» **Document extract**:

[Date Prev][Date Next][Thread Prev][Thread Next][Date Index][Thread Index]

alpha v0.3



Here is version 0.3. 

Bill's comment will be integrated in next version as I just recieve it.

Thanks to Paul Hoffman who has done a lot of editing on the doc.

-James Seng
             Requirements of Internationalized Domain Names

Status of this Memo

This document is an Internet-Draft and is in full conformance with
all provisions of Section 10 of RFC2026.

Internet-Drafts are working documents of the Internet Engineering
Task Force (IETF), its areas, and its working groups. Note that
other groups may also distribute working documents as
Internet-Drafts.

Internet-Drafts are draft documents valid for a maximum of six
months and may be updated, replaced, or obsoleted by other
documents at any time. It is inappropriate to use Internet-
Drafts as reference material or to cite them other than as
"work in progress."

The list of current Internet-Drafts can be accessed at
http://www.ietf.org/ietf/1id-abstracts.txt

The list of Internet-Draft Shadow Directories can be accessed at
http://www.ietf.org/shadow.html.


Abstract

This document describes the requirement for encoding international
characters into DNS names and records. This document is guidance for
developing protocols for internationalised domain names.


1. Introduction

At present, the encoding of Internet domain names is restricted to a
subset of 7-bit ASCII (ISO/IEC 646). HTML, XML, IMAP, FTP, and many
other text based items on the Internet have already been
internationalised. It is important for domain names to be similarly
internationalised.

This document is being discussed on the "idn" mailing list. To join the
list, send a message to <majordomo@ops.ietf.org> with the words
"subscribe idn" in the body of the message. Archives of the mailing
list can also be found at ftp://ops.ietf.org/pub/lists/idn*.

1.1 Definitions and Conventions

The key words "MUST", "MUST NOT", "REQUIRED", "SHALL", "SHALL NOT",
"SHOULD", "SHOULD NOT", "RECOMMENDED", "MAY", and "OPTIONAL" in this
document are to be interpreted as described in [RFC2119].

"IDN" is used in this document as an abbreviation for "internationalized 
domain name". This is defined as a domain name that contains one or more 
characters that are outside the set of characters specified as legal 
characters for domain names in [RFC1034] Section 3.5.

A master server for a zone holds the main copy of that zone. This copy
is sometimes stored in a zone file. A slave server for a zone holds a
complete copy of the records for that zone. A caching server holds
temporary copies of DNS records; it uses records to answer queries
about domain names. Further explaination of these terms can be found in
[RFC1034] and [RFC1996].

Characters mentioned in this document are identified by their position
in the Unicode character set. The notation U+12AB, for example,
indicates the character at position 12AB (hexadecimal) in the Unicode
character set. Note that the use of this notation is not an indication
of a requirement to use Unicode.

Examples quoted in this document should be considered as a method to
further explain the meanings and principles adopted by the document. It
is not a requirement for the protocol to satisfy the examples.

[JS: Need comments on Pauls suggested addition on these. Thanks!]

A character is the smallest component of written language that has
semantic value. A character has a single abstract meaning and/or shape,
but not a specific shape.

A glyph is the specific shape that a character can have when it is
rendered or displayed. A single glyph may correspond to a single
character, or it may correspond to many characters; for example, the
same glyph is used to represent the Latin capital letter "P" and the
Greek capital letter "Rho". Similarly, a single character may
correspond to multiple glyphs due to font, formatting style, national
differences, and other reasons.

» **Data provided**:
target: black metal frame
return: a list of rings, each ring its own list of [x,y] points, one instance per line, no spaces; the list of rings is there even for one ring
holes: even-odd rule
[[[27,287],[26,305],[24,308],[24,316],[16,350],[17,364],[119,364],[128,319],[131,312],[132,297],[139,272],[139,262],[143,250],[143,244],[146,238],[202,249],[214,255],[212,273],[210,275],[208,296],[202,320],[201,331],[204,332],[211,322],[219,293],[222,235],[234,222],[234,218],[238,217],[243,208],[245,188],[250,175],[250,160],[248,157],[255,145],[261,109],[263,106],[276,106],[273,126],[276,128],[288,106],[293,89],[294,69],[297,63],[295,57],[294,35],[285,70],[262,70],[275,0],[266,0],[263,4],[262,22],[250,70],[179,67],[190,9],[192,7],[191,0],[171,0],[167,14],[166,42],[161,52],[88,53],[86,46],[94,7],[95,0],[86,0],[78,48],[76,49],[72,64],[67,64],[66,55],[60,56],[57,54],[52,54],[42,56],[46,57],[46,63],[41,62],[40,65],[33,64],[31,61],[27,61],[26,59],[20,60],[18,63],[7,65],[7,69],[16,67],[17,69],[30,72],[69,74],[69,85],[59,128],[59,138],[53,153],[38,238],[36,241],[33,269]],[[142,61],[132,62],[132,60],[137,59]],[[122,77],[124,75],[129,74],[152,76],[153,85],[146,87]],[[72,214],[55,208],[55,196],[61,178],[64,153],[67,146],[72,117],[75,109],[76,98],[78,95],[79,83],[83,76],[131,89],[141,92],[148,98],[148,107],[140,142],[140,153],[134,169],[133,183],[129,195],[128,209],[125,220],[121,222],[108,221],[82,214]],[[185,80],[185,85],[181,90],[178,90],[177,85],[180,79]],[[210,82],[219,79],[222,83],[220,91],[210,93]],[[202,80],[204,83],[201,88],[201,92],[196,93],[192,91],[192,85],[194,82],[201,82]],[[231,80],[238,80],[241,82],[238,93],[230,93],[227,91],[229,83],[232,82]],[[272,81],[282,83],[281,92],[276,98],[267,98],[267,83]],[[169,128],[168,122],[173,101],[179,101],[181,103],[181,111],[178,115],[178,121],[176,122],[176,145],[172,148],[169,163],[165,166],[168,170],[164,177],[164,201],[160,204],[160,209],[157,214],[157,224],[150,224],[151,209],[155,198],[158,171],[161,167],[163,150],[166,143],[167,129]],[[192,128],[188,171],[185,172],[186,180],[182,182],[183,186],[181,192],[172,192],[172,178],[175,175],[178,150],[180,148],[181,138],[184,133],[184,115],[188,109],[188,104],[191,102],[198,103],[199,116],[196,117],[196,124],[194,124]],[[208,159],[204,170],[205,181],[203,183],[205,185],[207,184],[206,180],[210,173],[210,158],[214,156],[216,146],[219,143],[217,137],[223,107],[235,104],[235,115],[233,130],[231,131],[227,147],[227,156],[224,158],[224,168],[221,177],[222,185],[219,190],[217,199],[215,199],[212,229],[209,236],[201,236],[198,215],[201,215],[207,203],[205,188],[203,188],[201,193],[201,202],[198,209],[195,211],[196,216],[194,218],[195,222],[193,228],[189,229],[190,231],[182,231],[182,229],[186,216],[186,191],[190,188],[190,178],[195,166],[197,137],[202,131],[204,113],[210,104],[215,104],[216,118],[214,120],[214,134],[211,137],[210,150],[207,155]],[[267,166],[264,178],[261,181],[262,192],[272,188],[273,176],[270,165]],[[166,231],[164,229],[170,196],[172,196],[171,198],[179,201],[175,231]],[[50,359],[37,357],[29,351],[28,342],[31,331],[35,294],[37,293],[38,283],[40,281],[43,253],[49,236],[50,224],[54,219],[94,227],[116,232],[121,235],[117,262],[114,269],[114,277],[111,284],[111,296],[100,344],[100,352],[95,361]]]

» **What you need to do**:
1 - Answer these questions from the IDN requirements draft:
(a) For how long at most are Internet-Drafts valid?
(b) What words must be in the message body to join the "idn" mailing list?
(c) Which Greek capital letter does the draft say shares a glyph with the Latin capital letter "P"?
2 - Quote the stretch of the IDN requirements draft from "Thanks to Paul" through "Internet-Drafts.".

» **Expected answers**:
1 -
(a) Six months.
(b) "subscribe idn"
(c) Rho.

2 -
Thanks to Paul Hoffman who has done a lot of editing on the doc.

-James Seng
             Requirements of Internationalized Domain Names

Status of this Memo

This document is an Internet-Draft and is in full conformance with
all provisions of Section 10 of RFC2026.

Internet-Drafts are working documents of the Internet Engineering
Task Force (IETF), its areas, and its working groups. Note that
other groups may also distribute working documents as
Internet-Drafts.